GIVEN PROBLEM 1 ::
Answer these questions from the forum thread about the Etsy soap shop, one answer per line:
(a) What type of soap do the members say the shop sells?
(b) According to the member who reviewed the soap on a blog, how long has the store been open?
(c) What stirring tool does Woodi guess the maker uses?
GIVEN PROBLEM 2 ::
For each statement, decide whether it agrees with the forum thread about the Etsy soap shop. Answer yes or no, and quote the words of the thread that decide it.
(a) Tabitha says she loves the sakuras.
(b) The member who reviewed the soap on a blog says the maker already had a storefront when the review was written.
(c) Woodi says he or she has seen the tutorial.
GIVEN PROBLEM 3 :: Summarize the forum thread about the Etsy soap shop in two sentences.

TEXT EXCERPT ::
>> BEGIN

# Okay, too cool not to share (Etsy shop)



## sunflwrgrl7 (Mar 28, 2008)

http://www.etsy.com/shop.php?user_id=5532092

Looks like CP, look under sold items, cuz it seems like they are almost sold out of their stuff.  That is really awesome looking stuff.


----------



## Tabitha (Mar 28, 2008)

WOW! Love the sakuras.


----------



## sunflwrgrl7 (Mar 28, 2008)

I wanna be a fly on the wall and see how they make such awesome soaps!


----------



## Guest (Mar 28, 2008)

i know who she is.. a member of that other forum.. she does make great soap..had a tutorial on how to swirl like that


----------



## Guest (Apr 28, 2008)

Mary has just recently opened that Etsy store. I did a review of her soap on my blog and at the time, she didn't have a storefront yet. She put it up shortly after. It's been like 3 weeks tops. She is going to do extremely well.


----------



## Guest (Apr 28, 2008)

Yes it is CP soap, she does a wonderful job huh Marr.. did you see her Art one ...with the outlining in black....awesome!


----------



## divaknitting (Jul 9, 2008)

smellitlikeitis said:
			
		

> i know who she is.. a member of that other forum.. she does make great soap..had a tutorial on how to swirl like that



May I ask what other forum?  I'd love to see the tutorial.


----------



## PixieWick (Jul 11, 2008)

that is some fantastic work


----------



## Woodi (Jul 11, 2008)

Lovely!

I didn't see the tutorial, but my guess is that she pours two or three colors, one atop the other, and then carefully stirs with a chopstick or something?


----------



## perfectsoap (Jul 23, 2008)

Get the [email protected]#k out of here! 
Lmao how in the cough "heck" does she do that???
That is like  :shock: unreal!!!
I feel so little...
I would pay good money to know the ins and outs of that, ok any money is good, but you know what I mean!
So.... I still can't believe how incredible that soap is... lol


----------

>> END

MATERIAL SUPPLIED ::
>> BEGIN

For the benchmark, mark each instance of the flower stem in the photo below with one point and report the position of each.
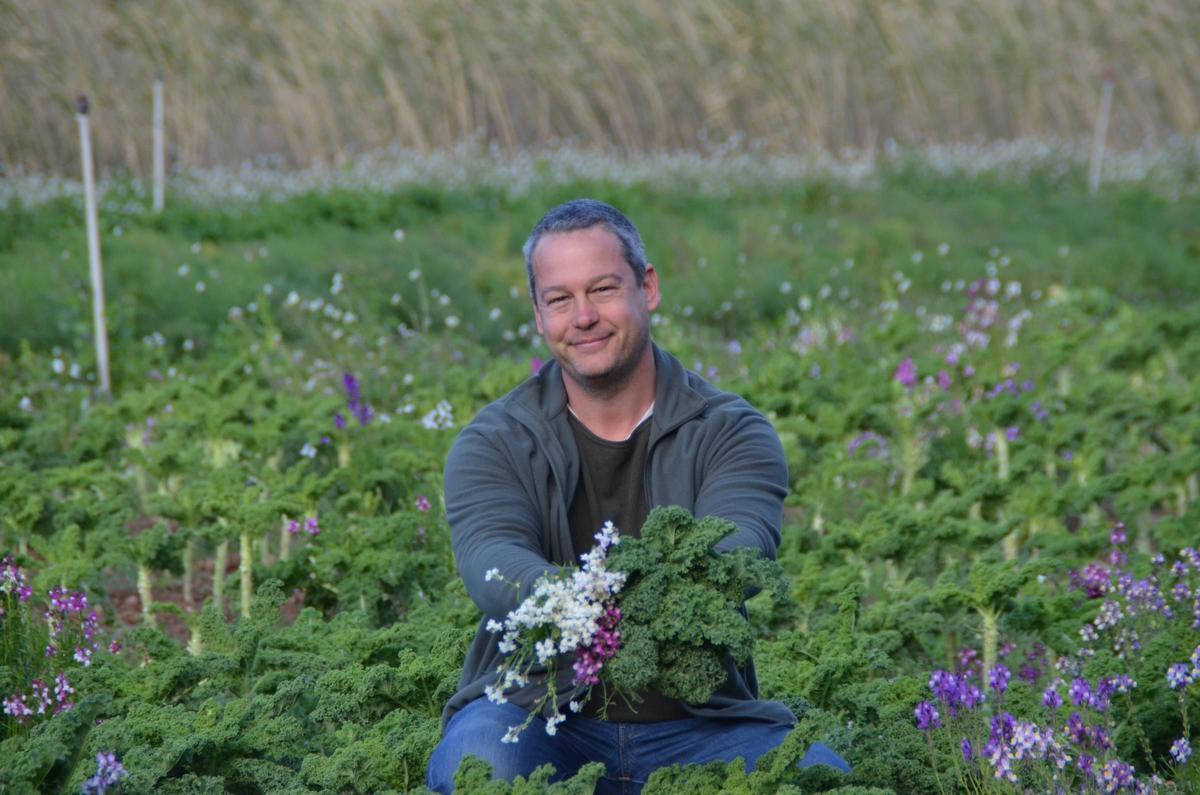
(189, 571)
(246, 569)
(219, 565)
(285, 542)
(144, 592)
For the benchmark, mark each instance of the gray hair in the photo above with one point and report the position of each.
(585, 214)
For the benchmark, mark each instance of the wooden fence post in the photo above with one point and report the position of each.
(97, 274)
(1099, 133)
(160, 160)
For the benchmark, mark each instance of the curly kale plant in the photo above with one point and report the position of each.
(682, 613)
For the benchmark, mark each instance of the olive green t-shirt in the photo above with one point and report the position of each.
(612, 488)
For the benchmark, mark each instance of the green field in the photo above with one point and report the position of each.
(979, 513)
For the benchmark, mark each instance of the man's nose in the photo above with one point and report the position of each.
(585, 314)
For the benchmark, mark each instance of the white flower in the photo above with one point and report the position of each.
(441, 418)
(545, 650)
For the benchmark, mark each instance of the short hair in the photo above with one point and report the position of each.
(585, 214)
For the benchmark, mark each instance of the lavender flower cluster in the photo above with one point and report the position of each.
(1074, 740)
(109, 771)
(569, 613)
(21, 706)
(358, 407)
(71, 626)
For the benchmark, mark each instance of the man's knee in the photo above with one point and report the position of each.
(477, 731)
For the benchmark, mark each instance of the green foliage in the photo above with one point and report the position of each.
(682, 613)
(475, 776)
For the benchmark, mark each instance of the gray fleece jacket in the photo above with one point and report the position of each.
(513, 471)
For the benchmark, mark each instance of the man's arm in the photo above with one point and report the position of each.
(493, 524)
(745, 480)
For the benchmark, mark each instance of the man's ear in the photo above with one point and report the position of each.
(537, 316)
(651, 287)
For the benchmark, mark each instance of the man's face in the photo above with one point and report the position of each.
(589, 308)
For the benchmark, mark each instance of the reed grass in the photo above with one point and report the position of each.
(311, 81)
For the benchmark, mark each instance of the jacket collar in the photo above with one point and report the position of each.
(543, 398)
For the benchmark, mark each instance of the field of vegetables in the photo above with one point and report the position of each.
(235, 574)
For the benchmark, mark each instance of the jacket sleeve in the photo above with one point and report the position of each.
(493, 524)
(744, 479)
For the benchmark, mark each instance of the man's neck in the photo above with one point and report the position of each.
(615, 414)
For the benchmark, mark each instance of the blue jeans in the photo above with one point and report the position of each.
(630, 752)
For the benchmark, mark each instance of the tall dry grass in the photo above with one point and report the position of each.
(316, 81)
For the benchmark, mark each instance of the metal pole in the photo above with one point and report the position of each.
(160, 160)
(1099, 135)
(97, 274)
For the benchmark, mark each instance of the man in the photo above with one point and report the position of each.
(607, 430)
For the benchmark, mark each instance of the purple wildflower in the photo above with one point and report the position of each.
(108, 772)
(1177, 676)
(927, 716)
(1115, 775)
(604, 645)
(15, 706)
(906, 372)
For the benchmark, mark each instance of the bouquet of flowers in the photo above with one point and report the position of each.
(661, 613)
(569, 611)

>> END

WRITTEN RESPONSE 1 ::
(a) CP soap.
(b) About three weeks at most ("like 3 weeks tops").
(c) A chopstick or something similar.

WRITTEN RESPONSE 2 ::
(a) Yes: "WOW! Love the sakuras."
(b) No: "at the time, she didn't have a storefront yet."
(c) No: "I didn't see the tutorial"

WRITTEN RESPONSE 3 :: A member shares an Etsy shop selling CP soap that seems almost sold out, and others praise the work. One member says the maker, Mary, opened the store only recently after a blog review of her soap, and the members wonder how she makes the soap: one mentions her swirling tutorial on another forum, another asks which forum that is, and a third guesses at her method.